◆ Exercise set
A - Reproduce the passage of the myeloid neoplasms research page from "Multiscale omics" to "and therapeutic implications.".
B - On the myeloid neoplasms research page, list the three distinct haematological diseases the group's goals name.
C - Extend the myeloid neoplasms research page past its final sentence.

◆ Document section
Myeloid neoplasms


Myeloid neoplasms

Multiscale omics

Belongs to

IJC Can Ruti



Genetic profiling for haematological malignancies involves chasing a moving target. Not so long ago, leukaemias were stratified based on karyotype abnormalities. In recent years, however, knowledge of molecular genetics in haematology has increased significantly, thus offering new clinical opportunities. It has now been shown that gene expression, mutations and other genetic and epigenetic abnormalities also have diagnostic, prognostic and therapeutic implications.

Our Research

Since 2004, our group has been studying Myeloid Neoplasms, with a particular focus on characterizing genetic and epigenetic lesions to find new diagnostic, prognostic and therapeutic markers that could help us better diagnose and treat patients with these diseases. First, we started with karyotype and single nucleotide polymorphism arrays (SNP-A) to help us detect alterations at chromosome level, and we are currently performing studies at gene level (mutational profile studies) and analysing the impact that telomere size could have on the development of the disease.

Our Goals

The aim of our group is to apply our research to myeloid neoplasms (MN), specifically three distinct haematological diseases: chronic myelomonocytic leukaemia, myelodysplastic syndromes and myeloproliferative neoplasms (PV, ET, MFP and CML), with a view to finding better tools for diagnosis and prognosis stratification and achieving individualized targeted therapies (personalized medicine). Therefore, our research focuses mainly on the following areas:

  1. Chronic myelomonocytic leukaemia (CMML). The aim of our research is to characterize the type, frequency and prognostic impact of mutations and cytogenetic alterations detected by SNP arrays in patients with low-risk CMML and, then, study its epigenetic changes (DNA methylation and miRNAs expression).
  2. The classification and prognosis of the group of diseases termed myelodysplastic syndromes (MDS). This knowledge will also contribute to a better understanding of MDS biology and a better stratification of the prognosis of these patients, which would also help with the selection of the most appropriate treatment for each one.

◆ Data section
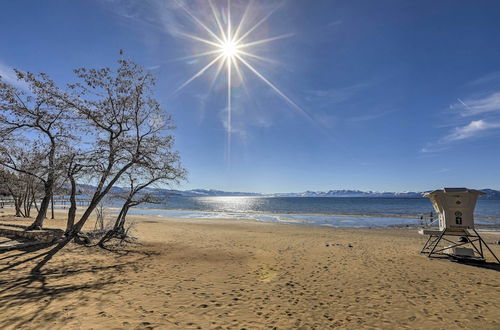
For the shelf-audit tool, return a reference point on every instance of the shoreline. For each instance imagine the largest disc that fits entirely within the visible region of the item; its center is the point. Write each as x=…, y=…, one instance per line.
x=224, y=273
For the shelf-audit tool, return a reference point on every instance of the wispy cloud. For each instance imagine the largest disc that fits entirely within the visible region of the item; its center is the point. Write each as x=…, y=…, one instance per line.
x=9, y=76
x=474, y=129
x=369, y=117
x=486, y=79
x=474, y=106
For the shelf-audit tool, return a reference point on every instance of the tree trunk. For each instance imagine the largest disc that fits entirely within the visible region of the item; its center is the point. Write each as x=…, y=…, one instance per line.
x=72, y=208
x=52, y=205
x=44, y=206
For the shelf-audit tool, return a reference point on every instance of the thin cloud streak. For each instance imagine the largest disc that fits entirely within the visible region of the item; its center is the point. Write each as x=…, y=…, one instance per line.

◆ Numbered answers
A -
Multiscale omics

Belongs to

IJC Can Ruti



Genetic profiling for haematological malignancies involves chasing a moving target. Not so long ago, leukaemias were stratified based on karyotype abnormalities. In recent years, however, knowledge of molecular genetics in haematology has increased significantly, thus offering new clinical opportunities. It has now been shown that gene expression, mutations and other genetic and epigenetic abnormalities also have diagnostic, prognostic and therapeutic implications.

B -
- Chronic myelomonocytic leukaemia
- Myelodysplastic syndromes
- Myeloproliferative neoplasms (PV, ET, MFP and CML)

C -
  3. Chronic myeloid leukaemia (CML). The aim of our research is to determine whether or not we can find any genetic marker at CML diagnosis that could explain a patient’s toxicity to tyrosine kinase inhibitors, or identify which patients will achieve a molecular response. We are also seeking a technique with higher sensitivity than QRT-PCR.
  4. BCR-ABL1 negative classic myeloproliferative neoplasms (MPNs). We study several genomic changes in an attempt to associate them with cytological subtypes, laboratory parameters, clinical complications and probability of transformation to either MF or AML.

Our Challenges

Our research is highly socially relevant because we promote capacity building, advancing knowledge, help in making informed decisions and improve the health in general terms, with economic benefits for the whole society. Through our research, we aim to answer the following questions: 1. How can we improve diagnosis, prognosis stratification, treatment response and life expectancy in chronic myelomonocytic leukaemia? 2. How can we improve diagnosis, prognosis stratification, treatment response and life expectancy in myelodysplastic syndromes? 3. How can we improve diagnosis, prognosis stratification, treatment response and life expectancy in myeloproliferative neoplasms?